- [Work to be completed] Exactly and only the lines from the one containing "Pick out the flowing" through the close of the entries below are to be set down.
[start Rows]
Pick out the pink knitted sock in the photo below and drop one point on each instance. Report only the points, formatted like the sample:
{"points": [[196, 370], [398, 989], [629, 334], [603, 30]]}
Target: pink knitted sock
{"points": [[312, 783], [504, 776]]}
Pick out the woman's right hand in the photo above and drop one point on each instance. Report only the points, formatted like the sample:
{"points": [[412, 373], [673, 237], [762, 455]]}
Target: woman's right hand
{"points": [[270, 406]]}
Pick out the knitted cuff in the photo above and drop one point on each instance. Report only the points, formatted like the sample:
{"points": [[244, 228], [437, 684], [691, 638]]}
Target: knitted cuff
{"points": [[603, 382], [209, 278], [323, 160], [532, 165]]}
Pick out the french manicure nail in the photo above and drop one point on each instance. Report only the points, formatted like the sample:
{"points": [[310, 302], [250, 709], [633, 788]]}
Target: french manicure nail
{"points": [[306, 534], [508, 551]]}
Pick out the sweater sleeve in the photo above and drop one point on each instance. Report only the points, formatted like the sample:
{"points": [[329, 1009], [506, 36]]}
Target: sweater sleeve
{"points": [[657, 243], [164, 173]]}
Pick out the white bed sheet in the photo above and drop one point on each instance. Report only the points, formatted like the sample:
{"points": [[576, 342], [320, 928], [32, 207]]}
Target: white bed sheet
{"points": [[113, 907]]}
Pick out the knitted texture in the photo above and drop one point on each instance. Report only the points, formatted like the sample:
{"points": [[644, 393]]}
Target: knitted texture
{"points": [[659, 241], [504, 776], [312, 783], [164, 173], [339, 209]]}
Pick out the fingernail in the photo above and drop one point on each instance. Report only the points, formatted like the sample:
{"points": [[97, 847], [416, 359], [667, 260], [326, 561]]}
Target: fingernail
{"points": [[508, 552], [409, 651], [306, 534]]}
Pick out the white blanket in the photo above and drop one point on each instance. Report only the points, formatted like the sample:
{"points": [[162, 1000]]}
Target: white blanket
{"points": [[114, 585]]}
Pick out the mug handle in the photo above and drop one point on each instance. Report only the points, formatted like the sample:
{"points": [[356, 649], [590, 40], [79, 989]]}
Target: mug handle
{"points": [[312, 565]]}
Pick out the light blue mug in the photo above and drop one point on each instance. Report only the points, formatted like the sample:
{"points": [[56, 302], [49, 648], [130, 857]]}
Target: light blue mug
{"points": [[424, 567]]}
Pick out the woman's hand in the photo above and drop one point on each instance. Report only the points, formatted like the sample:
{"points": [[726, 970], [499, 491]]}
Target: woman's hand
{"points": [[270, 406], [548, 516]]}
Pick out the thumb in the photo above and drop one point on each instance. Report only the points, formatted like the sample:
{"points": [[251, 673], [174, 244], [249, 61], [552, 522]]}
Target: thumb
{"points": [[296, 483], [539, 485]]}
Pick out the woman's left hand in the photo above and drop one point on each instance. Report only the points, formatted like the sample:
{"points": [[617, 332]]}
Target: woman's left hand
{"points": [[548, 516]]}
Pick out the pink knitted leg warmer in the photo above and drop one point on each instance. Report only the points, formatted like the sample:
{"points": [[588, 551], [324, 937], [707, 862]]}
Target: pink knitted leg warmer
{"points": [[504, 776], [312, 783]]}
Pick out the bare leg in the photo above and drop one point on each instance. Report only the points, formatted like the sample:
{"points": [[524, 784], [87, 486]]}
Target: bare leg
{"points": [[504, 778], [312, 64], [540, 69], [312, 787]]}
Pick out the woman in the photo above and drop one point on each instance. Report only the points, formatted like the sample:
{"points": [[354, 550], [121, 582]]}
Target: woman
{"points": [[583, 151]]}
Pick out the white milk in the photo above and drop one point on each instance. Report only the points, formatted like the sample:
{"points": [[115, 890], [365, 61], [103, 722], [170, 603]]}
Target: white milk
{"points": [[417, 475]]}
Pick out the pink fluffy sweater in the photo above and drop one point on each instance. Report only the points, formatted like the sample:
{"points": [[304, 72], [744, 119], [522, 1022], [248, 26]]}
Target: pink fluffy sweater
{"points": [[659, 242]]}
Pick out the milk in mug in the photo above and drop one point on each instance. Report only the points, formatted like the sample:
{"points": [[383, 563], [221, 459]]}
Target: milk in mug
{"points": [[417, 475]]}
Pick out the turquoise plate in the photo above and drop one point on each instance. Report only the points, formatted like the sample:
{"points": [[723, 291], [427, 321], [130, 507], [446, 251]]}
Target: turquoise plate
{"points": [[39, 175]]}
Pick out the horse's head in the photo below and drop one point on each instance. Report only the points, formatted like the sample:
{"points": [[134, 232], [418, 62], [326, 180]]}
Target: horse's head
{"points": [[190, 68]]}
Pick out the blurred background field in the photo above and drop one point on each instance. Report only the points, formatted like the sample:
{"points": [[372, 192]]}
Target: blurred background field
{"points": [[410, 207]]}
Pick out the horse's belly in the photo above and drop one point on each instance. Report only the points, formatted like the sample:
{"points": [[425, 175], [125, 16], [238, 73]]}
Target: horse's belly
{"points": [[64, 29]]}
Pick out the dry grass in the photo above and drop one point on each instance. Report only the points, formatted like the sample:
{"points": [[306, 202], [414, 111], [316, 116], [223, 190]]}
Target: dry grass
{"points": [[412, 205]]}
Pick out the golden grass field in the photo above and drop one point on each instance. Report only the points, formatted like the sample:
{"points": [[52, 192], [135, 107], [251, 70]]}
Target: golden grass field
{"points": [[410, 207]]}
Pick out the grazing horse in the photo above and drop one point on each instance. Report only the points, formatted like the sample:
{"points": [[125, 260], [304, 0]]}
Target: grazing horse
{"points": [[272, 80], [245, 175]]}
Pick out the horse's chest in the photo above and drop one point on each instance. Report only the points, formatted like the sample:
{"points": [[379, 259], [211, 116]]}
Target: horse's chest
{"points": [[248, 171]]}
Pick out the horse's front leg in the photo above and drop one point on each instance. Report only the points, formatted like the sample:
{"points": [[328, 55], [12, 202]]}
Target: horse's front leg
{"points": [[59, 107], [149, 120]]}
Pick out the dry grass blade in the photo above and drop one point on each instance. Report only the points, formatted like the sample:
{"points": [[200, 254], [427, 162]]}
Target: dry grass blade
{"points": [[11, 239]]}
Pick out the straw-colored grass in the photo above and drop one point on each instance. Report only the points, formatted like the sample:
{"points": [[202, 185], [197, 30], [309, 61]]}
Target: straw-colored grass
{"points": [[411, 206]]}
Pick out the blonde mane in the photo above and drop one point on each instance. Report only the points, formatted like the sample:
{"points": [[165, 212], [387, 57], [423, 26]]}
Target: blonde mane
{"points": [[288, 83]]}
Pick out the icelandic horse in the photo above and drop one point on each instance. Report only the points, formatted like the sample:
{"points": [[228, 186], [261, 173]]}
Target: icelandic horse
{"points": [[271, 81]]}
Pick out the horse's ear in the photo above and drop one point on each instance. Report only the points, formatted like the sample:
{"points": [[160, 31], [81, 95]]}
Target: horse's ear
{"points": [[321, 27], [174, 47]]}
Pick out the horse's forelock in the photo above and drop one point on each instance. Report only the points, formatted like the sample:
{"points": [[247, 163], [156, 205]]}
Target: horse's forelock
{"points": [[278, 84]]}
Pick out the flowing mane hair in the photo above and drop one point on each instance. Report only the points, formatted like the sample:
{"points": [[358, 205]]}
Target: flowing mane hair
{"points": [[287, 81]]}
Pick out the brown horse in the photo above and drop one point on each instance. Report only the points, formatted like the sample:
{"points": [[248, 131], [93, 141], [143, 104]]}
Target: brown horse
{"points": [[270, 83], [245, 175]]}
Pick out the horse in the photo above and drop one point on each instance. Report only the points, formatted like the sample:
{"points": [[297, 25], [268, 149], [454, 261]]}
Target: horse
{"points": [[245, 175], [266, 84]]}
[end Rows]
- [Exercise answer]
Pick out the flowing mane hair in the photo above and drop one point on each instance. Report only the points, formatted like the sample:
{"points": [[358, 205]]}
Target: flowing mane hair
{"points": [[287, 81]]}
Pick out the brown horse in the photo above and drop one point on each instance. Report only the points, formatted like the sample:
{"points": [[248, 131], [93, 141], [143, 104]]}
Target: brown horse
{"points": [[270, 83], [245, 175]]}
Pick out the horse in the photo above and drop one point on each instance. Report only the points, formatted like the sample:
{"points": [[297, 25], [268, 149], [454, 261]]}
Target: horse
{"points": [[245, 175], [266, 84]]}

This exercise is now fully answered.